▶ _EXERCISE DIRECTIONS_
Locate every line of the listing that contains the string "Target", and copy each such line.
:::
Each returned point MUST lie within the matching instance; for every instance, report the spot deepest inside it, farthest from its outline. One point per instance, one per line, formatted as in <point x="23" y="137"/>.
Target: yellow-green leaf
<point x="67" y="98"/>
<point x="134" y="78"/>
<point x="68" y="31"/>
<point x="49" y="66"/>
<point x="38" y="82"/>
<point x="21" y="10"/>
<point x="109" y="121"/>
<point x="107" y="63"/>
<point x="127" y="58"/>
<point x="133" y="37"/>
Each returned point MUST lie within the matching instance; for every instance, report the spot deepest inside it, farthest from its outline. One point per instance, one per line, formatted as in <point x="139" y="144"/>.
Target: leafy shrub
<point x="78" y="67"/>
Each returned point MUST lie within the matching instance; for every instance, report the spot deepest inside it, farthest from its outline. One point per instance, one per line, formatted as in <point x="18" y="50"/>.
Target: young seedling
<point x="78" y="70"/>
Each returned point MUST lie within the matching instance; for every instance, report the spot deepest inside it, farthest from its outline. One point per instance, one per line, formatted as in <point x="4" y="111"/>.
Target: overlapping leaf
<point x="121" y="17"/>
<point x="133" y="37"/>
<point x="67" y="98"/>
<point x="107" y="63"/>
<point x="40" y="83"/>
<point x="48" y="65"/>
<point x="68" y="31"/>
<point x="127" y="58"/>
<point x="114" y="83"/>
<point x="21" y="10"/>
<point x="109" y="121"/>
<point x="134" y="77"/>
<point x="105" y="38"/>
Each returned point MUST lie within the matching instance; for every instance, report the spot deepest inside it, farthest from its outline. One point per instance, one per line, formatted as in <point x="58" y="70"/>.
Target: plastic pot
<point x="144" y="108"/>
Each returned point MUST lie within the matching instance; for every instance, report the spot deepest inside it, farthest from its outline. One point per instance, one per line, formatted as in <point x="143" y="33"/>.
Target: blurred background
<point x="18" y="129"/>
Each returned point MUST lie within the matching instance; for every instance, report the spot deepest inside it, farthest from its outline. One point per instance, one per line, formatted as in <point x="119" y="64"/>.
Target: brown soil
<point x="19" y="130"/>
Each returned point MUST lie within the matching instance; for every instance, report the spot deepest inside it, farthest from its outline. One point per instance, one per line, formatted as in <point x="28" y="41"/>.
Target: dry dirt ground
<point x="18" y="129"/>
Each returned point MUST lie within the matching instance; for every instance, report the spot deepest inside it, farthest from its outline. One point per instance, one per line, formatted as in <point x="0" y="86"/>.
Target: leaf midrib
:::
▶ _PROBLEM SOLUTION_
Target: yellow-green leaf
Target: leafy shrub
Target: young seedling
Target: overlapping leaf
Target: plastic pot
Target: blurred background
Target: brown soil
Target: dry dirt ground
Target: leaf midrib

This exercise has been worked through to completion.